ACTIVITY
Copy the entries below exactly. Images do not belong in the copy.

┌──

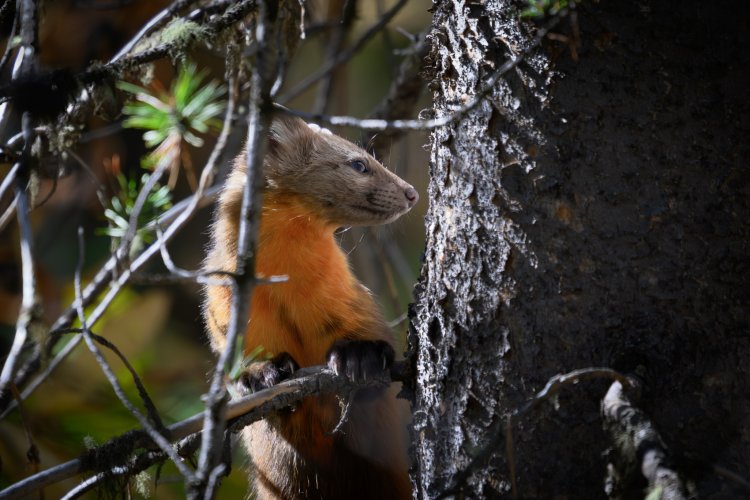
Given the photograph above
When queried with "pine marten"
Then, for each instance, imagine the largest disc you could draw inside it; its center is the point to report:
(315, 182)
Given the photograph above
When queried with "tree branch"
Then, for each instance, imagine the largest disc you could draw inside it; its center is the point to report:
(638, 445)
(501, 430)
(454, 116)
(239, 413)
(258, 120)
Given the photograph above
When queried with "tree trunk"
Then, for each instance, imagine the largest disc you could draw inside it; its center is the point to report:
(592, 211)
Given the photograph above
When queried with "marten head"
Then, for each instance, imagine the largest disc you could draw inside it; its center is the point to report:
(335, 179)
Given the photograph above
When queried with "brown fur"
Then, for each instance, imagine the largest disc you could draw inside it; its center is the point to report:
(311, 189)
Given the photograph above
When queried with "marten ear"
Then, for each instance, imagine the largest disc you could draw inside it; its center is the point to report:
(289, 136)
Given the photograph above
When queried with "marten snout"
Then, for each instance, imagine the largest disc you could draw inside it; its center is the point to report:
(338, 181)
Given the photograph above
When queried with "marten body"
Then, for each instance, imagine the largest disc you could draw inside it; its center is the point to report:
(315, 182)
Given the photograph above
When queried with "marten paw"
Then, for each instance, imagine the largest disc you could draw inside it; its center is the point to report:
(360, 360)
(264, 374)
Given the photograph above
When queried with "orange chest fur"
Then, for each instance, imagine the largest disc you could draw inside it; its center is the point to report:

└──

EXPECTED ANSWER
Given the photograph above
When queried with "pine marten"
Then, for each instance, imagine the largest disc you could draw inside it; its center is the point to report:
(315, 182)
Given the photograph above
When queried with "tree branch"
Then, for each instance, imagine the largest disc you could draw inside it; its center is the point to report:
(638, 445)
(501, 430)
(454, 116)
(239, 413)
(258, 120)
Given the photograph above
When queried with "tree trunk"
Then, for each instance, imagine the largest disc you could draw inside it; its center is the point to report:
(592, 211)
Given the photograph above
When queried with "marten head"
Then, for each instance, imagine the largest disc you could draw inside it; its center is the point to report:
(335, 179)
Given the photograph above
When queried with "brown fur"
Then, for each instance, imagine the largest disc you could draw inside it; its center is the point to report:
(311, 189)
Given the photograph above
When queried with "marten ear"
Then, for each instance, imagine the largest disc you could draw inside it; its center is the point to report:
(289, 136)
Given the photograph above
When queried with "marten snout"
Then, for each instance, imagine the largest disc you could draw inside it; its center is the point to report:
(338, 181)
Given the photograph above
When queried with "marten body"
Then, for each instance, imagine the largest disc you could draw inside it; its center is the point to report:
(315, 182)
Given the photograph above
When queried with "marten paw"
Then, for each instance, imagine the largest disc you could draw inside it; its center is the point to report:
(360, 360)
(264, 374)
Given the photograph above
When queried with "orange chest fur"
Then, for each instance, imagine the largest disc you could draw inside it; its center is the point to report:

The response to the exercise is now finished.